Фрагмент документа -
Толстовская стереотипизация голоса как маркировка нервного состояния и социальной роли перенимается такими разными писателями, как Лесков, Олеша и Булгаков, а также многими мемуаристами – возможно, бессознательно. Лесков описывает необходимые качества военного голоса в «Очарованном страннике» по толстовскому образцу: «Голос у меня был настоящий, такой, как по тогдашнему приличию для дворянских форейторов требовалось: самый пронзительный, звонкий и до того продолжительный, что я мог это “ддди-ди-и-и-ттт-ы-о-о” завести и полчаса этак звенеть»[101]. Манерой толстовского барина наделяет своего человека власти Олеша в «Зависти»: Вместо того чтобы ответить обыкновенной модуляцией, бывший дворянин скандирует и почти речитативом произносит «чу-лооо-веэк!» (главка V).
Михаил Булгаков тонко различает звуковые ландшафты прошлого и настоящего[102], но в области описаний голосов он остается в пределах толстовских стереотипов. Один герой (Мышлаевский) рычит, другой демонстрирует «противный тонкий сюсюкающий голос[103]. В романе «Мастер и Маргарита» голоса снабжаются категориями динамического диапазона (завопил, заорал, зарычал, прошептал), аффекта (испуганно, грозно, яростно), связаны с повторяющимся прилагательным, маркирующим социальную роль: сорванный тихий хрипловатый монотонный тусклый больной голос власти – прокуратора[104]; торопливый, хриплый, высокий, мучающий, невыразимо мучительный голос Иошуа (441); треснувший тенорок, дребезжащий фагот Коровьева (402); скрипучий голос Кота (683) и очень низкий голос Воланда, который на некоторых словах давал оттяжной хрип. Также низко, «хрипло задыхаясь» (607), начинает говорить Маргарита, став ведьмой, только в разговоре с ребенком она старается «смягчить свой осипший на ветру, преступный голос» (655).

Задание - Каким прилагательным описан голос Кота в романе «Мастер и Маргарита» согласно тексту о толстовской стереотипизации голоса? Перечень никак не связан с приведенным текстом.

(Размеченные данные локализации объектов на фотографиях)
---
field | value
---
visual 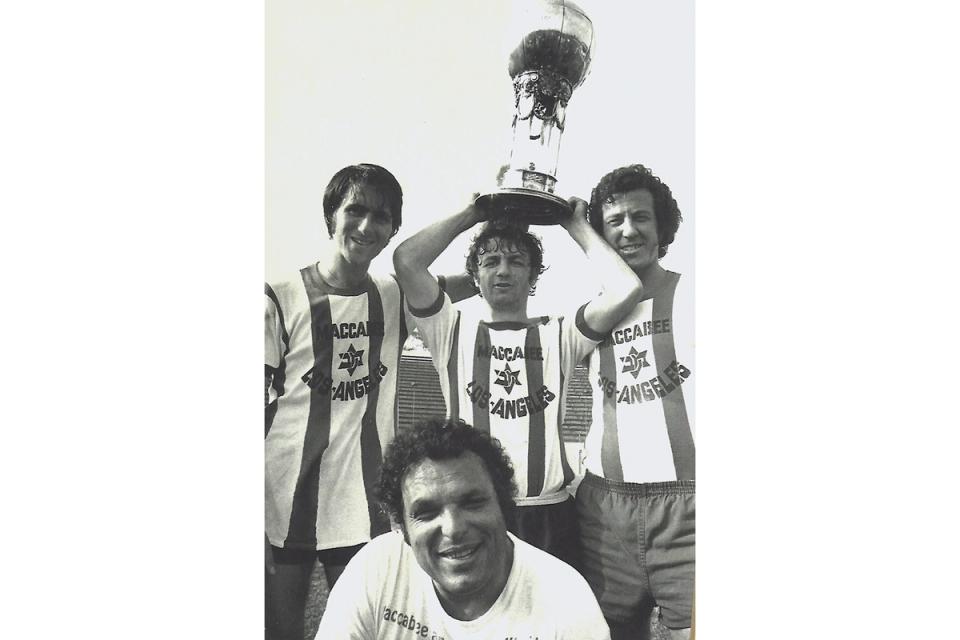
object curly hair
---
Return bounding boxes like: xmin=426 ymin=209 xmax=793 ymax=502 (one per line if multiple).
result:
xmin=587 ymin=164 xmax=683 ymax=258
xmin=323 ymin=163 xmax=403 ymax=236
xmin=377 ymin=418 xmax=517 ymax=527
xmin=466 ymin=221 xmax=547 ymax=295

Ответ на задание - Скрипучим.